POR HACER: Copia sin cambios el pasaje de la columna sobre las mascarillas desde "En el hombre" hasta "coronavirice la muñeca.".

EXTRACTO DE PÁGINA:
◇ ◇ ◇ ◇ ◇
Opinión
Alergia a la uniformidad
Uno ya solo espera que saquen pronto una de los Chicago Bulls con el número 23, el de Michael Jordan, porque se está muy enforofado con «El último baile».
Con las mascarillas está sucediendo lo mismo que con esos uniformes de los colegios de monjas, que siendo todos iguales, cada chica lo acaba adaptando a su propia personalidad recogiendo un poco la falda, doblándose algo las medias o tirando de desabotonamientos casuales para hacer identidad. Después de tantos filmes de la Marvel, la Covid-19 nos ha traído una sociedad de enmascarados donde la sonrisa hay que adivinarla en los ojos, porque este embozo preventivo y sanitario ha recortado el rostro de expresión, dejando a todos una cara de Mona Lisa en la que resulta imposible averiguar si se está alegre o de luto. Para salir a la calle ahora hay que acordarse de la cartera, el móvil, las gafas de sol, las llaves de casa y la mascarilla, este último «prêt-à-porter» que a más de uno le ha obligado a regresar a casa cuando andaba ya a punto de salir del portal y que nos urge a darnos una nueva idiosincrasia para que se nos reconozca en la multitud.
La gente, como aquel Don Pelayo, se ha lanzado a reconquistar las aceras después de semanas encerrada en los toriles domiciliarios. La bullanga es la estrategia de avestruz, el engaño colectivo que empleamos por esta geografía, para evitar mirar a la realidad de frente y convencernos de que hemos dejado atrás lo peor, porque con el parrandeo es lo que pasa, que, con el rebujito y el musicote, invita mucho a la despreocupación. Tenemos así las plazas y las escaleras urbanas convertidas en unas graderías atestadas de vecindajes S. A. y tribus juveniles que van haciendo de la mascarilla, la quirúrgica o esas sofisticaciones que son la FFP2 o FFP3, sin duda, la que utilizaría Darth Vader, una pirotecnia más del carácter.
En el hombre existe una alergia congénita a que le impongan un hábito y tiende por naturaleza a tunearse enseguida los atuendos para desmarcarse del resto, lo que prueba que el ciudadano de pie será muy gregario, como aseguraba Ortega y Gasset, pero que también conserva cierto prurito de individualidad. La mascarilla principió como una necesidad social y ha derivado en una «neolengua» esteticista («esteticién» no se debe emplear según indica la Fundéu) que está dando unos usos muy singulares, porque, como se aprende de Valle-Inclán, el estilo siempre comienza por una desenvoltura. Se aprecia así que hay peña que la malgasta en la barbilla, como para acunarse la barba dominical, otros la usan por debajo de la napia encabalgada y quien directamente la emplea de pulsera, quizá para que no se le coronavirice la muñeca.
La prenda partió del azul o blanco hospitalario para ir emborronándose con diseños para que podamos reconocer al del cuarto por el estampado. Las empresas lanzan colecciones como si la mascarilla fuera lencería fina, y los equipos de fútbol las venden con sus escudos para goce de la hinchada. Esto nos indica que la sociedad asume como normal lo que era excepción. Uno ya solo espera que saquen pronto una de los Chicago Bulls con el número 23, el de Michael Jordan, porque se está muy enforofado con «El último baile».
◇ ◇ ◇ ◇ ◇
REGISTROS MOSTRADOS:
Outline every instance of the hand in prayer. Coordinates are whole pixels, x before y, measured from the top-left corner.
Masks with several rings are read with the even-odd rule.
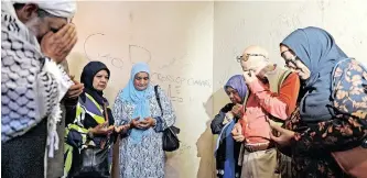
[[[234,140],[236,142],[244,142],[245,136],[242,135],[242,126],[240,123],[236,123],[234,129],[231,130],[231,134],[234,135]]]
[[[271,140],[273,140],[280,146],[288,146],[291,144],[291,140],[294,137],[295,132],[281,127],[272,120],[269,120],[269,124],[272,130],[276,130],[280,133],[279,136],[274,136],[272,132],[270,132]]]
[[[66,59],[77,42],[76,29],[72,23],[66,24],[56,33],[50,31],[42,37],[42,53],[57,64]]]

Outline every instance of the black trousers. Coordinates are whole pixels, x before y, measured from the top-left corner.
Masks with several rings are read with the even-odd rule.
[[[1,144],[1,177],[43,178],[47,140],[47,120],[22,136]]]

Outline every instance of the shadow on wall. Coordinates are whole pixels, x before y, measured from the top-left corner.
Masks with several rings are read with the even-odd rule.
[[[199,167],[197,170],[197,178],[215,178],[215,157],[214,149],[216,144],[216,136],[212,134],[211,123],[213,118],[217,114],[219,109],[226,104],[227,94],[223,89],[214,92],[208,100],[203,103],[206,114],[211,118],[206,122],[206,130],[202,133],[196,142],[197,157],[201,158]],[[220,105],[219,109],[217,109]],[[207,144],[212,143],[212,144]]]

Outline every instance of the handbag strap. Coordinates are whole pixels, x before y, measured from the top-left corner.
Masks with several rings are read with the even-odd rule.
◇ ◇ ◇ ◇ ◇
RESPUESTA:
En el hombre existe una alergia congénita a que le impongan un hábito y tiende por naturaleza a tunearse enseguida los atuendos para desmarcarse del resto, lo que prueba que el ciudadano de pie será muy gregario, como aseguraba Ortega y Gasset, pero que también conserva cierto prurito de individualidad. La mascarilla principió como una necesidad social y ha derivado en una «neolengua» esteticista («esteticién» no se debe emplear según indica la Fundéu) que está dando unos usos muy singulares, porque, como se aprende de Valle-Inclán, el estilo siempre comienza por una desenvoltura. Se aprecia así que hay peña que la malgasta en la barbilla, como para acunarse la barba dominical, otros la usan por debajo de la napia encabalgada y quien directamente la emplea de pulsera, quizá para que no se le coronavirice la muñeca.